-- start of Provided records --

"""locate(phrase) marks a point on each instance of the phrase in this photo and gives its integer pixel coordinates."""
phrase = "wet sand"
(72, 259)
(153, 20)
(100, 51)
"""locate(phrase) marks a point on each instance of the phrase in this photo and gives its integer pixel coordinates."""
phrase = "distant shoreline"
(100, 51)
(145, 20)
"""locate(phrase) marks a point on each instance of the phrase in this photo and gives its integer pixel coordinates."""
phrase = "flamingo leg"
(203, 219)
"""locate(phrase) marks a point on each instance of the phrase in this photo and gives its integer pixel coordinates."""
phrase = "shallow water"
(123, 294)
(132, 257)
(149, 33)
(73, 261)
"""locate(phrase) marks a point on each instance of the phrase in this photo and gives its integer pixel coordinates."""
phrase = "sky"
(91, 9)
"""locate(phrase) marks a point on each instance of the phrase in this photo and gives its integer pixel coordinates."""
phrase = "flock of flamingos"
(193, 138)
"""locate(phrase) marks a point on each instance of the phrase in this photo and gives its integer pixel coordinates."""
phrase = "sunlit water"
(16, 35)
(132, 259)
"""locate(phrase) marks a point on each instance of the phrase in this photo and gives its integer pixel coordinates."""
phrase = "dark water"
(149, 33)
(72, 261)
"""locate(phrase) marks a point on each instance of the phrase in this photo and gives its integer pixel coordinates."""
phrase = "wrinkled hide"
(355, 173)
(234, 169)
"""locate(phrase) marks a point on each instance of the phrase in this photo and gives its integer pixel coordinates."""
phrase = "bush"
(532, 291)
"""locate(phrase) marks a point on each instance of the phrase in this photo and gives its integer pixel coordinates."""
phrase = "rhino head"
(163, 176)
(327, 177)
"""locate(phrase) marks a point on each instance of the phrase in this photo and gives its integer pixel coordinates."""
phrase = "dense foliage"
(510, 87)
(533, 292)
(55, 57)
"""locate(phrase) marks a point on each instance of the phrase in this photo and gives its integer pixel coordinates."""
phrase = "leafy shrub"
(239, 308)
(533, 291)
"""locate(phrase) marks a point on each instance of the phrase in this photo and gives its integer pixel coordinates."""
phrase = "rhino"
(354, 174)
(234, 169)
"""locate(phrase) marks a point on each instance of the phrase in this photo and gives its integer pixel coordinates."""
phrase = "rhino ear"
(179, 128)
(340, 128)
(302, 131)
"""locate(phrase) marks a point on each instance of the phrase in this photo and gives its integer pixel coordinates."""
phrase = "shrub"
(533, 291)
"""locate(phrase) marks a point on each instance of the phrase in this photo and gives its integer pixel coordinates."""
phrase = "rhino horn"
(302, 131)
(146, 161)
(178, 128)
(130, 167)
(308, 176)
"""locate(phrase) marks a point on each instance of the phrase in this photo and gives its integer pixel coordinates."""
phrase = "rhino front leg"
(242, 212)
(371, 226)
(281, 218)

-- end of Provided records --

Repeat the material word for word, in full.

The result —
"""locate(phrase) marks a point on each instance of the phrase in this photo and gives its integer pixel coordinates."""
phrase = "wet sand"
(72, 259)
(153, 20)
(100, 51)
"""locate(phrase) marks a point on each instance of the phrase in this photo and gives its integer pixel coordinates."""
phrase = "distant shoreline"
(100, 51)
(145, 20)
"""locate(phrase) marks a point on each instance of the phrase in this photo and gives its integer pixel coordinates."""
phrase = "flamingo leg"
(203, 219)
"""locate(phrase) marks a point on each instance of the phrase in this photo and gives its integer pixel coordinates."""
phrase = "shallow water"
(123, 294)
(132, 257)
(149, 33)
(73, 261)
"""locate(phrase) marks a point on each instance of the phrase in this photo and gives its integer pixel coordinates."""
phrase = "sky"
(91, 9)
"""locate(phrase) marks a point on each instance of the phrase in this photo and gives its integer pixel coordinates."""
phrase = "flock of flamingos"
(193, 138)
"""locate(phrase) marks a point on each instance of the phrase in this photo and gives its integer pixel coordinates."""
phrase = "sunlit water"
(16, 35)
(132, 259)
"""locate(phrase) marks a point on each instance of the phrase in this photo and gives its integer pixel coordinates."""
phrase = "dark water"
(149, 33)
(72, 261)
"""locate(phrase) marks a point on each instance of the phrase in this photo and gives its integer pixel coordinates."""
phrase = "wrinkled hide"
(355, 173)
(234, 169)
"""locate(phrase) marks a point on each instance of the phrase in this photo and gives its integer pixel coordinates."""
phrase = "bush"
(532, 291)
"""locate(phrase) marks a point on each instance of the phrase in this photo and gives its integer pixel coordinates."""
phrase = "rhino head"
(163, 176)
(327, 177)
"""locate(phrase) marks a point on each instance of the phrase in this photo and gives its integer pixel coordinates."""
phrase = "dense foliage"
(510, 87)
(533, 292)
(55, 57)
"""locate(phrase) marks a point on each instance of the phrase in this photo and gives its integer pixel coordinates."""
phrase = "leafy shrub"
(239, 308)
(533, 291)
"""locate(phrase) marks a point on each instance of the phrase in this photo and gives its integer pixel coordinates."""
phrase = "rhino"
(354, 174)
(234, 169)
"""locate(phrase) marks a point on each instance of the phrase in this photo and gives its integer pixel coordinates."""
phrase = "rhino ear"
(179, 128)
(340, 128)
(302, 131)
"""locate(phrase) marks a point on each instance of the phrase in this photo and gives its integer pixel coordinates."""
phrase = "shrub"
(533, 291)
"""locate(phrase) marks a point on each instance of the phrase in this photo and gives its integer pixel coordinates."""
phrase = "rhino horn"
(302, 131)
(146, 161)
(178, 128)
(130, 167)
(308, 176)
"""locate(phrase) marks a point on each instance of the phrase in this photo and gives its integer pixel coordinates."""
phrase = "rhino front leg"
(242, 212)
(371, 226)
(281, 218)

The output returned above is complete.